**What you will do**:
Return, character for character, the portion of the records that runs from their start through the line containing "column 649, row 112", with both ends included. Leave the pictures out of your answer.

Stored entries
━━━
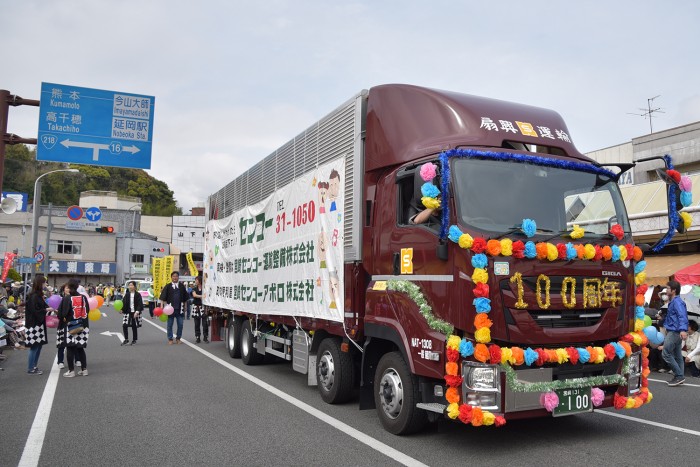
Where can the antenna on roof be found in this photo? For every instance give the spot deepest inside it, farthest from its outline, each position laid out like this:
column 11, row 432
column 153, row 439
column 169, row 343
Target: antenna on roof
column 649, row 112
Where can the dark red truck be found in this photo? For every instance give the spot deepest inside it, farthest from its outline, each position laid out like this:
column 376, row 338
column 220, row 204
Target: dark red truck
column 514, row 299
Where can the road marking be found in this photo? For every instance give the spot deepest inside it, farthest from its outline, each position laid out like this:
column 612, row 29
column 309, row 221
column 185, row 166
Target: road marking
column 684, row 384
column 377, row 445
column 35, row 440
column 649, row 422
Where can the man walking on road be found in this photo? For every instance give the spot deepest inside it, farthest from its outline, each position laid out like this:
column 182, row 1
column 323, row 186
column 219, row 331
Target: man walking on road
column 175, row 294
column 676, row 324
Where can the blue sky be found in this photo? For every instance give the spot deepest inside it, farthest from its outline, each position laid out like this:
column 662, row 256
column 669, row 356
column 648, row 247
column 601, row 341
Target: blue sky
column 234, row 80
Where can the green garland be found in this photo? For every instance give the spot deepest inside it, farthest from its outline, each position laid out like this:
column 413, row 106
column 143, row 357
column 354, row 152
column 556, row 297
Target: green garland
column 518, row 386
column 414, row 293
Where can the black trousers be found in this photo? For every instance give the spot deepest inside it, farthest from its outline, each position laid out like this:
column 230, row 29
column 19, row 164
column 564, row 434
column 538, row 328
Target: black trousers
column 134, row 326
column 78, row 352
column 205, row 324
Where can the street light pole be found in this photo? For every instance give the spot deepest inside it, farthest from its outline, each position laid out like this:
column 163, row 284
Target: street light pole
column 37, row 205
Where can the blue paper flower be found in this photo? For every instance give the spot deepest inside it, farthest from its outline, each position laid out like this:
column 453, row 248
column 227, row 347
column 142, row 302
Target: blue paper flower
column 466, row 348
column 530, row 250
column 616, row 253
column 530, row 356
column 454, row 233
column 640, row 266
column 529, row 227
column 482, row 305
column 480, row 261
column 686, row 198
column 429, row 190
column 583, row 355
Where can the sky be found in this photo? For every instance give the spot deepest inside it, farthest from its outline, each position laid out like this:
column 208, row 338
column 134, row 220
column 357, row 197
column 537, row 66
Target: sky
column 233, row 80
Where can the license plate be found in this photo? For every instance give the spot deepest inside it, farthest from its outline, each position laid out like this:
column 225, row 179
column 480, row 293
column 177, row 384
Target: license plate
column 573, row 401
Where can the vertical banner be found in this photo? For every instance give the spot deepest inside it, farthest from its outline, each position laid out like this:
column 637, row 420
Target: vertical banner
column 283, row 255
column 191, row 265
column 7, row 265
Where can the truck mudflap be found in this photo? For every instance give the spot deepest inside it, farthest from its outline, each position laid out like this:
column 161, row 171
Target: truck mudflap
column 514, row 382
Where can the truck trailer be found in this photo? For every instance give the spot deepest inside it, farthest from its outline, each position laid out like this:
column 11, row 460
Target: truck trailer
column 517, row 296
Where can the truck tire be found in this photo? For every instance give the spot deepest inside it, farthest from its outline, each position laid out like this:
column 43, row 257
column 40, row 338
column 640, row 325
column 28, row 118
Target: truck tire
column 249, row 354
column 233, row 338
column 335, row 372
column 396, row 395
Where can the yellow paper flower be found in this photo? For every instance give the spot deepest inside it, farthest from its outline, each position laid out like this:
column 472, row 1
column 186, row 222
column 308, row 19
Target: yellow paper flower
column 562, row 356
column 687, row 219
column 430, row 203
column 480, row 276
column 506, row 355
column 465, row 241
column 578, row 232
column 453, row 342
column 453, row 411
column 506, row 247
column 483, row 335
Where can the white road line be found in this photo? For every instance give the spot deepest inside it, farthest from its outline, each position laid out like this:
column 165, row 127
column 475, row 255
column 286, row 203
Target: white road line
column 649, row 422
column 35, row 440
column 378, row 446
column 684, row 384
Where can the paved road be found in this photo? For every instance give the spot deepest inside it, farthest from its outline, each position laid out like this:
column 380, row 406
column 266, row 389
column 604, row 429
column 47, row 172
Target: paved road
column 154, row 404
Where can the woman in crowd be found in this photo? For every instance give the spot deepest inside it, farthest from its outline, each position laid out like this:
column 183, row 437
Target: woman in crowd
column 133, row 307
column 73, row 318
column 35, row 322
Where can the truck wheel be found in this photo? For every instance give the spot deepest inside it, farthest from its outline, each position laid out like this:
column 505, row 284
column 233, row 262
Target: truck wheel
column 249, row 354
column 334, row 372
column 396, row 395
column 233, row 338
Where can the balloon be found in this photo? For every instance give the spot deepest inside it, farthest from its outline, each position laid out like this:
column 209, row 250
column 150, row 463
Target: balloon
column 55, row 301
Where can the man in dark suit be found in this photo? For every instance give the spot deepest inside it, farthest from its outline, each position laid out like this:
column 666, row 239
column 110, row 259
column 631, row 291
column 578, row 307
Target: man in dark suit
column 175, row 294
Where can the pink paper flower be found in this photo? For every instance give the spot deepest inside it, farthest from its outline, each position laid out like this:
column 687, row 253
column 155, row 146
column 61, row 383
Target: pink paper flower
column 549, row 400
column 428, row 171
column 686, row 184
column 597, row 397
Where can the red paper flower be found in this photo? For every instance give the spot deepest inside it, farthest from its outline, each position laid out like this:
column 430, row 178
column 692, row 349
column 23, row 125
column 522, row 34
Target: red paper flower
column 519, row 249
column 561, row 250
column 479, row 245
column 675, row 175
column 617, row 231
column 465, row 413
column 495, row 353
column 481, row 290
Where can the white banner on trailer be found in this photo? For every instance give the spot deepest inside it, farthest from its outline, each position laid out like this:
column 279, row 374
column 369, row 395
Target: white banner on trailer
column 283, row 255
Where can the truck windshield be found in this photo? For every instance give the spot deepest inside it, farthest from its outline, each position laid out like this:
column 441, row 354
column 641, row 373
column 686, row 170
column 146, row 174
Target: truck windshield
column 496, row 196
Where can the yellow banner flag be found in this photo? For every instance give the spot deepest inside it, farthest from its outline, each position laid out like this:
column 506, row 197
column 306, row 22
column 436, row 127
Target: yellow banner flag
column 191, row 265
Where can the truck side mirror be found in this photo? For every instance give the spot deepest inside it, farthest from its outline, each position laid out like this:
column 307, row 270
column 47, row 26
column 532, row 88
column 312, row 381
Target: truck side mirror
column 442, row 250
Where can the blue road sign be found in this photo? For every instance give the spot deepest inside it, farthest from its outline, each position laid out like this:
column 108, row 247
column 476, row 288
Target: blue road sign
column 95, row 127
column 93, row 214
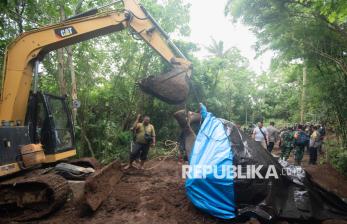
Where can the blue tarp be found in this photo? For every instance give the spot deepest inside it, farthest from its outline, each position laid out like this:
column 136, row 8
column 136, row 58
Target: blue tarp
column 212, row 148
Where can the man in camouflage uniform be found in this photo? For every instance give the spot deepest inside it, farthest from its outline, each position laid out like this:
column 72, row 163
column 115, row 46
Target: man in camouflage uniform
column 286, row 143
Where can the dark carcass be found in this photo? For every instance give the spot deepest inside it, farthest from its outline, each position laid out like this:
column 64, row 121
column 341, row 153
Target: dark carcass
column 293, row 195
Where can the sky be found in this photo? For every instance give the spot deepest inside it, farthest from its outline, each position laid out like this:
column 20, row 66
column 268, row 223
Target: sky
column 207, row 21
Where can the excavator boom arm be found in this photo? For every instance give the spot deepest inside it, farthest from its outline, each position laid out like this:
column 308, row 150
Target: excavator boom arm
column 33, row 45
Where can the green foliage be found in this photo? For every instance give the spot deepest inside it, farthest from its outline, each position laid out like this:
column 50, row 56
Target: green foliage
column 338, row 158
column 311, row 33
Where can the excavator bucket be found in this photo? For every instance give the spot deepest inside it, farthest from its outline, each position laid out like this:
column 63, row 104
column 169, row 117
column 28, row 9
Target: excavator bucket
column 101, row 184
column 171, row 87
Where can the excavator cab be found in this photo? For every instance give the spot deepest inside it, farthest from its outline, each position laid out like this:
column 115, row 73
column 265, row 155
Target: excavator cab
━━━
**Result**:
Where can the antenna on roof be found in this photo? For every instance give the spot deepest inside it, farthest from its outline, each position laid out like this:
column 11, row 432
column 153, row 439
column 169, row 343
Target: antenna on roof
column 649, row 112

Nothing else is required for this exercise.